Textauszug:
__________

Britischer Pfund
Reuters/Leonhard Foeger
Wirtschaft verunsichert

Der Brexit und die „verbrannten“ Milliarden

Die Verunsicherung der britischen Wirtschaft ist groß: Die Aussicht auf einen Brexit ohne Vertrag bremst Investitionen britischer Unternehmen. Milliarden könnten für einen „No Deal“-Brexit, der so vielleicht gar nicht stattfinden wird, quasi „verbrannt“ werden. Denn die Unternehmen wappnen sich mit milliardenschweren Vorsichtsmaßnahmen für einen ungeregelten EU-Austritt, wie der britische Industrieverband CBI am Donnerstag erklärte.

„Bis eine Vereinbarung getroffen ist, werden die Unternehmen weiter Milliarden Pfund aus Investitionen in die Produktion abziehen und stattdessen in No-Deal-Vorbereitungen stecken“, sagte CBI-Geschäftsführerin Carolyn Fairbairn: „Und internationale Investoren werden weiterhin infrage stellen, ob Großbritannien ein stabiler, offener Ort ist, um Geschäfte zu machen.“

Es zeigt sich bereits, dass die britische Wirtschaft – die fünftgrößte weltweit – schwächelt und in eine Rezession rutschen könnte. Die Industrieproduktion ist einer Umfrage des Handelsverbandes Make UK zufolge im Abschwung, da Aufträge und Investitionen wegen der weltweiten Konjunkturflaute und des Brexits ausbleiben. Auch der Kurs des britischen Pfunds zeigt ungesunde Ausschläge.

__________

Auszüge der Auflistung:
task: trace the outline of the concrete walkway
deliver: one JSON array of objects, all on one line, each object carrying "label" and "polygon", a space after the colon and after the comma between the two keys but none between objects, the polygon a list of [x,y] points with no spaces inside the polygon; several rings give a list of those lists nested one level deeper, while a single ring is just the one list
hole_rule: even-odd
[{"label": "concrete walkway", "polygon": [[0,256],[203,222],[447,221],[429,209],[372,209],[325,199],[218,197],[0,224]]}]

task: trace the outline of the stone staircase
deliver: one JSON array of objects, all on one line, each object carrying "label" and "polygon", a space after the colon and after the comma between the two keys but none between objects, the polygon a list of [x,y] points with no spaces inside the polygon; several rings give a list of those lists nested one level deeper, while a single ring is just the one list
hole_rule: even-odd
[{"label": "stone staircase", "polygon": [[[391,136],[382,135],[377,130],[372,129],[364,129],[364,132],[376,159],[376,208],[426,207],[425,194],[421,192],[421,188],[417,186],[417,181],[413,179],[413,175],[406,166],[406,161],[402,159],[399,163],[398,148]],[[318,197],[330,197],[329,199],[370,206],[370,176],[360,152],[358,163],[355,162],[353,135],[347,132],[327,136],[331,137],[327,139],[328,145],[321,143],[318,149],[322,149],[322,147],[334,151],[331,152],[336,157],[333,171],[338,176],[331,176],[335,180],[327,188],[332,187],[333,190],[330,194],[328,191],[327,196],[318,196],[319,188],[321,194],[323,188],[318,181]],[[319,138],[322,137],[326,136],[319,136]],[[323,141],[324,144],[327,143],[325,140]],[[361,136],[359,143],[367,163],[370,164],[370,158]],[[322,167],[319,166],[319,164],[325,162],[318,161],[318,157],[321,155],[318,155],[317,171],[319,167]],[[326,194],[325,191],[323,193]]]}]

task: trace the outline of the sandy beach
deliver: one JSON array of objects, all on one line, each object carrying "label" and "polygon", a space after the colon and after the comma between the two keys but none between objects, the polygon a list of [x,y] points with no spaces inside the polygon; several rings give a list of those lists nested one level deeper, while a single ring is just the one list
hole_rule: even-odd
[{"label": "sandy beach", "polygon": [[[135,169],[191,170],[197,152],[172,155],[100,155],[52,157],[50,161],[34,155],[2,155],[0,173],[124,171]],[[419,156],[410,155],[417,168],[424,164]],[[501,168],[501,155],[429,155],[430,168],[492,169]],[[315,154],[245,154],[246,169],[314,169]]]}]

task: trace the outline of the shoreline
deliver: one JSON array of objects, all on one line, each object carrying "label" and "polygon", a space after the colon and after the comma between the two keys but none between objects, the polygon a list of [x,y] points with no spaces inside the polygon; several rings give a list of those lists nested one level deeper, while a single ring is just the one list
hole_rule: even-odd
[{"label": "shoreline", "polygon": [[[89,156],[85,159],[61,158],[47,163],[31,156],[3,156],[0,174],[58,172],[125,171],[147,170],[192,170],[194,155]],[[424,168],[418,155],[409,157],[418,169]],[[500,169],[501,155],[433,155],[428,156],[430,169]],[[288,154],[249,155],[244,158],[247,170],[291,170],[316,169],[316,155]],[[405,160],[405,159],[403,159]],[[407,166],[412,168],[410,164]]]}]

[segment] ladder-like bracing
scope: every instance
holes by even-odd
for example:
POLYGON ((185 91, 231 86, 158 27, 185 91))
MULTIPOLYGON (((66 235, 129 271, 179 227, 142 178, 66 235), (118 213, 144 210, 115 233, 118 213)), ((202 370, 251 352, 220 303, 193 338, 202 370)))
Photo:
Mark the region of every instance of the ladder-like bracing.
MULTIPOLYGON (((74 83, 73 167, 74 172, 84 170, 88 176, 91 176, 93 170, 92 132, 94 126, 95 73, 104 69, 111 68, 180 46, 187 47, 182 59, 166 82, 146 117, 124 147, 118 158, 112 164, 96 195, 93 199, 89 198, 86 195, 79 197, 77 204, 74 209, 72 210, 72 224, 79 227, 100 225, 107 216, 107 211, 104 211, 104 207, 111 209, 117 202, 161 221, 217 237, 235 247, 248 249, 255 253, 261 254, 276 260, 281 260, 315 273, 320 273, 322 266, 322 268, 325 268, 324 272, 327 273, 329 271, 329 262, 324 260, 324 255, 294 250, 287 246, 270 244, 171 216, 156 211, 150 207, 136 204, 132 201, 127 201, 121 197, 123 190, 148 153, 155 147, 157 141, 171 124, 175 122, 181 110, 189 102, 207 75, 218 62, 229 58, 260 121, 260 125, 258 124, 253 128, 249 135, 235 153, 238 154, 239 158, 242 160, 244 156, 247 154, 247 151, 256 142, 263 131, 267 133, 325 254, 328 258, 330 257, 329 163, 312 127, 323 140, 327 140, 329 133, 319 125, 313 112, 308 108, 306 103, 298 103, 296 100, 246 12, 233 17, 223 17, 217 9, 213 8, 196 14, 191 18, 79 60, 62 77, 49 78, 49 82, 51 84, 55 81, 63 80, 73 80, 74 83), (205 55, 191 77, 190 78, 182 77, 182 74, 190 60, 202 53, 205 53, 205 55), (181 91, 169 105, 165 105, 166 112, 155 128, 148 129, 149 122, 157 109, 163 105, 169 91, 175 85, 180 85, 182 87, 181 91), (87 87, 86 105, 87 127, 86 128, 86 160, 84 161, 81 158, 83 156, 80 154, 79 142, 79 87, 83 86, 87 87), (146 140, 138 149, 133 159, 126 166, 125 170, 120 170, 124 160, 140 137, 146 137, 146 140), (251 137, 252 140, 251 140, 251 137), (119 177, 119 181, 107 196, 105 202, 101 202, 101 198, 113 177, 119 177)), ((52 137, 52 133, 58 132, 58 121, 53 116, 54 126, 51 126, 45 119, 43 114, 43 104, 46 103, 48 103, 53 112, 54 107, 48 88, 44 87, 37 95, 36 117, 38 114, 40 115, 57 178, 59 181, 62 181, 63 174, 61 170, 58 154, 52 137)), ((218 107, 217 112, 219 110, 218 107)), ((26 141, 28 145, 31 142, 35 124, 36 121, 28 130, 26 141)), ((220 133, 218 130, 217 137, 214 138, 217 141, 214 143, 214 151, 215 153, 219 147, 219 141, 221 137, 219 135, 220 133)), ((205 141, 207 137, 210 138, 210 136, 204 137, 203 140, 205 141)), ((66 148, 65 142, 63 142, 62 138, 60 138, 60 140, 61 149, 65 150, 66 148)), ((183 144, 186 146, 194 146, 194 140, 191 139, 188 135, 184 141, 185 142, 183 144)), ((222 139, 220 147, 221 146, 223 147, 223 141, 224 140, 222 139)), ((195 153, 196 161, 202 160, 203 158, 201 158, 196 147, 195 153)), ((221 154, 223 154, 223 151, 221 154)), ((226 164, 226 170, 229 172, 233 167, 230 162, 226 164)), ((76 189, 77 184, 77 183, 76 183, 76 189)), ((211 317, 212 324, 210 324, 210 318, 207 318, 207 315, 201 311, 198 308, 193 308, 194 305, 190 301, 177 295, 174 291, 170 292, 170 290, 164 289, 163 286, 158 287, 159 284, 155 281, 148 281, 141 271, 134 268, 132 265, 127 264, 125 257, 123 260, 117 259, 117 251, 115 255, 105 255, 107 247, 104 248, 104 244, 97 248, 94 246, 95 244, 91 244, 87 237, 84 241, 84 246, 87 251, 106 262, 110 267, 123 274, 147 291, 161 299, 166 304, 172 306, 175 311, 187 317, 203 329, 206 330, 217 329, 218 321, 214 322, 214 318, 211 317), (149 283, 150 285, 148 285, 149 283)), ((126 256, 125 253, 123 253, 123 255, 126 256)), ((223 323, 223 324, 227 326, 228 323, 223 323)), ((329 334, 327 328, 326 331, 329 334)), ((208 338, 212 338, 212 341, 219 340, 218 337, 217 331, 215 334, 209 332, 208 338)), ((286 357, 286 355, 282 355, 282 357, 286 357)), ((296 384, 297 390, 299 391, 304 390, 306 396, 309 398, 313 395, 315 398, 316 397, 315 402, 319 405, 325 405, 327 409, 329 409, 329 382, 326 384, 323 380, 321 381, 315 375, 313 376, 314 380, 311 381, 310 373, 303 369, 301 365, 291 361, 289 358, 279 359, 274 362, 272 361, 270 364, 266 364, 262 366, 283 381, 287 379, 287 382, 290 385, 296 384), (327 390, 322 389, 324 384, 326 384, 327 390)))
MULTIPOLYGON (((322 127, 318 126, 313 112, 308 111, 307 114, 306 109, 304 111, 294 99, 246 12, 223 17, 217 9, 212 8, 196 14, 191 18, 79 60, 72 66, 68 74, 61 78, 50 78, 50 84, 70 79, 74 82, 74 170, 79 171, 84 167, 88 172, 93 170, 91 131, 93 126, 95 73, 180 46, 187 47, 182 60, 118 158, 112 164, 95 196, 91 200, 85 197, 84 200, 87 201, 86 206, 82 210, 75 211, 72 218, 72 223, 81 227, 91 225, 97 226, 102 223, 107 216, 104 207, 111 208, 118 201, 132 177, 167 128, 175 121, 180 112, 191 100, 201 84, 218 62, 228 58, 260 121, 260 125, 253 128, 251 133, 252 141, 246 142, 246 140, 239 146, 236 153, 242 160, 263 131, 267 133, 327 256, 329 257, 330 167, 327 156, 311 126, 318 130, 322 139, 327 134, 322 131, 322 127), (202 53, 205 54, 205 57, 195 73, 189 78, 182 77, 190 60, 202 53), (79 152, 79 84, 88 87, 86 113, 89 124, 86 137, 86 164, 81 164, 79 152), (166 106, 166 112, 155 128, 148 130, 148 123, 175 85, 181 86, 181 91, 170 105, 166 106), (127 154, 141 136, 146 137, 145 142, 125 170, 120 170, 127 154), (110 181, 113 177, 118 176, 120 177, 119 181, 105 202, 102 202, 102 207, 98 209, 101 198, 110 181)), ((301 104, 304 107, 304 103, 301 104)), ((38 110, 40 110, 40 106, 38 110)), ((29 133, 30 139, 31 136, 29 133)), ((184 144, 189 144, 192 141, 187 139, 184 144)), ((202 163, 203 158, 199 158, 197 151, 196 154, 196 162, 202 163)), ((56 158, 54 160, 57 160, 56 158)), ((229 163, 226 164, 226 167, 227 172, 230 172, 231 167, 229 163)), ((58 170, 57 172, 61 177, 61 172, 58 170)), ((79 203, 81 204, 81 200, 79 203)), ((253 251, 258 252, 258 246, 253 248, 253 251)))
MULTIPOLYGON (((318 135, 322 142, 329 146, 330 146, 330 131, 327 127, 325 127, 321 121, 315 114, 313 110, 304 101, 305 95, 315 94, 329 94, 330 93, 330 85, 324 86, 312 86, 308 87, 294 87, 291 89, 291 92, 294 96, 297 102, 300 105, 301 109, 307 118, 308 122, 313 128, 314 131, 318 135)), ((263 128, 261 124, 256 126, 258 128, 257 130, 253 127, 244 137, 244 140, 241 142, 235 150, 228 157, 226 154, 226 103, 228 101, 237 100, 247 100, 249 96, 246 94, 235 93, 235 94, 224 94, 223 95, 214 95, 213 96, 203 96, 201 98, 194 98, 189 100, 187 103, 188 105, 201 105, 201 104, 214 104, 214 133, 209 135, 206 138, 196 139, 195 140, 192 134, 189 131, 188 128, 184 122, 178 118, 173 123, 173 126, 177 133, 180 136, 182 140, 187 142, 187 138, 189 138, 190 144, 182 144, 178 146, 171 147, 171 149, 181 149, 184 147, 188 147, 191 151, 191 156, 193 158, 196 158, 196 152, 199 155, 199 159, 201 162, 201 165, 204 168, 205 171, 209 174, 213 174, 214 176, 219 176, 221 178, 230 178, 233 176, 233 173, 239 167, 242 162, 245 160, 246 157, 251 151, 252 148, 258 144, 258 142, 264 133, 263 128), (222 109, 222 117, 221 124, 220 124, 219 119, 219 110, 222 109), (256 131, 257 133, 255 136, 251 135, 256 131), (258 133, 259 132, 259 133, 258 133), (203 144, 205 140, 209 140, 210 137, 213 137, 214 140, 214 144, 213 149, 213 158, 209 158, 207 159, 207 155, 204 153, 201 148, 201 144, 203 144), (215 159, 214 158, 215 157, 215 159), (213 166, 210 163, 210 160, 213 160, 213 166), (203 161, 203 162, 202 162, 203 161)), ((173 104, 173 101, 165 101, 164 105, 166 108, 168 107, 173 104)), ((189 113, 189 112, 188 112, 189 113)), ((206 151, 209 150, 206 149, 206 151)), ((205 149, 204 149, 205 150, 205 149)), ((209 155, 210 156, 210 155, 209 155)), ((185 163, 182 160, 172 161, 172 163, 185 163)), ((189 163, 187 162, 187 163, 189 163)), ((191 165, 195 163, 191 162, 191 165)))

__________

Deine Aufgaben:
1 – Der Text über den Brexit nennt einen Platz für die britische Wirtschaft weltweit. Der wievielte ist das?
2 – Passen diese Aussagen zum Text über den Brexit? Antworte jeweils mit Ja oder Nein und zitiere die Worte aus dem Text, die das entscheiden.
(a) Der Industrieverband CBI hat sich am Donnerstag geäußert.
(b) Nach einer Umfrage von Make UK wächst die Industrieproduktion.
(c) Der Kurs des britischen Pfunds ist ruhig und stabil.
3 – Schreib den Text über den Brexit und die „verbrannten“ Milliarden nach seinem letzten Satz weiter.

Lösungen:
1 – Sie ist die fünftgrößte Wirtschaft weltweit.

2 –
(a) Ja: „wie der britische Industrieverband CBI am Donnerstag erklärte“
(b) Nein: „Die Industrieproduktion ist einer Umfrage des Handelsverbandes Make UK zufolge im Abschwung“
(c) Nein: „Auch der Kurs des britischen Pfunds zeigt ungesunde Ausschläge.“

3 –
Britischer premierminister Boris Johnson in Dover
APA/AFP/Chris Ratcliffe
Der britische Premier Boris Johnson informiert sich bei einer Visite in Dover über die Brexit-Vorbereitungen

Johnson verspricht zwei Brexit-Milliarden

Die britische Regierung von Premierminister Boris Johnson kündigte zur Bewältigung der Brexit-Folgen zusätzliche Ausgaben in Höhe von zwei Milliarden Pfund (2,2 Mrd. Euro) an. Die Gelder sollen etwa in den Grenzschutz und die Hafeninfrastruktur fließen. Mitten im Brexit-Showdown im Parlament verkündete die britische Regierung auch ein Ende der jahrelangen Sparpolitik im Königreich.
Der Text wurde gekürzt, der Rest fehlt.